▶ [EXERCISE BRIEF]: Among the entries below, find the lines with the word "player" and return them.
INPUT DATA: Begin
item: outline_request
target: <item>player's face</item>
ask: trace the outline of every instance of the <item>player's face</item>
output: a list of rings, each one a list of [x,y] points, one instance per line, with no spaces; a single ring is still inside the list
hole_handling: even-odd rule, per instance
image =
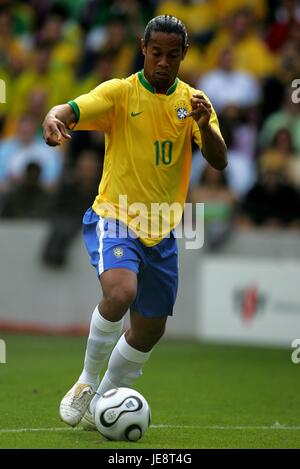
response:
[[[166,91],[174,83],[180,62],[187,52],[187,47],[182,45],[182,36],[152,32],[147,46],[142,39],[142,51],[145,77],[158,91]]]

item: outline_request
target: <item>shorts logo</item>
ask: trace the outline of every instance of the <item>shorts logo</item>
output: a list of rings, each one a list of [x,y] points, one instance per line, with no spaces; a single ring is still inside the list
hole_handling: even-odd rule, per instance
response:
[[[115,249],[114,249],[114,255],[115,255],[116,257],[122,257],[123,254],[124,254],[124,251],[123,251],[122,248],[115,248]]]

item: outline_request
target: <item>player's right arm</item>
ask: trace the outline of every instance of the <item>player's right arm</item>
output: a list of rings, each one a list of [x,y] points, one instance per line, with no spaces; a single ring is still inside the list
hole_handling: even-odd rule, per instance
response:
[[[67,128],[75,123],[76,117],[69,104],[54,106],[46,115],[43,122],[44,139],[47,145],[54,147],[60,145],[63,139],[70,139]]]
[[[109,131],[116,107],[123,103],[125,80],[108,80],[68,104],[53,107],[45,117],[44,139],[48,145],[60,145],[70,139],[67,129]]]

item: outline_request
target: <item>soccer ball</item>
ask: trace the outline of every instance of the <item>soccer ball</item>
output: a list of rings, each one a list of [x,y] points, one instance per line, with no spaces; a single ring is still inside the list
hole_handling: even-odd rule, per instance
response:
INPUT DATA: End
▶ [RESPONSE TO THIS EXERCISE]:
target: <item>player's face</item>
ask: trace the outline of every instance of the <item>player's face</item>
target: <item>player's right arm</item>
ask: trace the outline of every instance of the <item>player's right arm</item>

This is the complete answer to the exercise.